[Collected data entries]
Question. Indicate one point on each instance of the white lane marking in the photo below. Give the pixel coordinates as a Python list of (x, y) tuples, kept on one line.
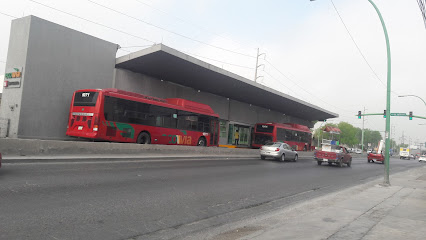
[(125, 161)]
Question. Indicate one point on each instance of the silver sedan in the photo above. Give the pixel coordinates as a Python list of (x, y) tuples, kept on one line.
[(278, 150)]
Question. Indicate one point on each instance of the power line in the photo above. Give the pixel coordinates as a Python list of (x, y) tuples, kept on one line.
[(357, 47), (302, 87), (228, 63), (172, 32), (190, 22), (422, 5), (87, 20)]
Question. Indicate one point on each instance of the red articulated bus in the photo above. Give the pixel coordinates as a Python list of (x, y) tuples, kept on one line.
[(120, 116), (297, 136)]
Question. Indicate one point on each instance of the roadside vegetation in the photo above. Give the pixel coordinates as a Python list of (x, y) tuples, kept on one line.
[(351, 136)]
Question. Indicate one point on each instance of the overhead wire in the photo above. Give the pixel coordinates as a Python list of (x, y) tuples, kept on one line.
[(96, 23), (422, 5), (357, 47), (295, 83), (220, 61), (172, 32), (191, 22)]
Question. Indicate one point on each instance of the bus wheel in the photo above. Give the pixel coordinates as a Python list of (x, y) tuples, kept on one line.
[(202, 142), (144, 138)]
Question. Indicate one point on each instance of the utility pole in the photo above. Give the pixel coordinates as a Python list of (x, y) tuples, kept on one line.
[(257, 65), (403, 138), (362, 133)]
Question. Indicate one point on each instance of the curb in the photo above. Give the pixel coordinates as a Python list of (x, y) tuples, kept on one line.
[(17, 160)]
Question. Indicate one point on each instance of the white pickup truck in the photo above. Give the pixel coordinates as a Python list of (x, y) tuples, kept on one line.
[(404, 153)]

**Directions**. Before duplicating the entries above, strip out the pictures and keep the rest exact.

**Response**.
Question. Indicate one point on each instance of the white lane marking in the photo below. Give the pixel coordinates as a Python list of (x, y) tuples, kept on one line.
[(125, 161)]
Question. Indicate one point on each instance of the silver sedan in the photo above. Give the pixel coordinates as a Python list of (x, y) tuples, kept on one line.
[(278, 150)]
Question. Indicate one point on each instance of the power line in the photo above. Give the pixel coordinates as a Python list of (x, y) tuples, kept on one line.
[(357, 47), (302, 87), (228, 63), (172, 32), (190, 22), (422, 5), (87, 20)]
Question. Indicate one point on each instance of the red articulated bus in the photo above. Give the pixel coordinates as a Python list of (x, y) tuples, kept on one line.
[(120, 116), (297, 136)]
Question. Indicate one point on each instance of the roadside vegetation in the photo above. Give the pixel coordinates as a Python list of (x, y) tuples, kept on one line.
[(351, 136)]
Question. Indicate one point on each instance of the overhead wire in the photo above. Give the pixel coordinates as a Python list of (x, y) tuples, kept on one line.
[(96, 23), (422, 5), (357, 47), (295, 83), (220, 61), (172, 32), (191, 22)]
Question. Indicate one point on each instance of the bus wheel in the photo above. Give the pixel coordinates as a Python list of (x, y) tuples, kept on one line.
[(202, 142), (144, 138)]
Question. Indicate one point on each instance of the utility pole in the photo above. Give the pixel coordinates as a Python list of (x, y) tuples, kept on one line.
[(257, 65), (403, 138), (362, 133)]
Question. Indicate one point on each instance of the curb in the photo above. Give the pixel coordinates as a Python list of (x, y) tuples, kept on one line.
[(17, 160)]
Question. Indicate one point on each instance of the white pickup truck in the photo above. Give the pixel coordinates as a Python list of (x, y) tuples, kept on one line.
[(404, 153)]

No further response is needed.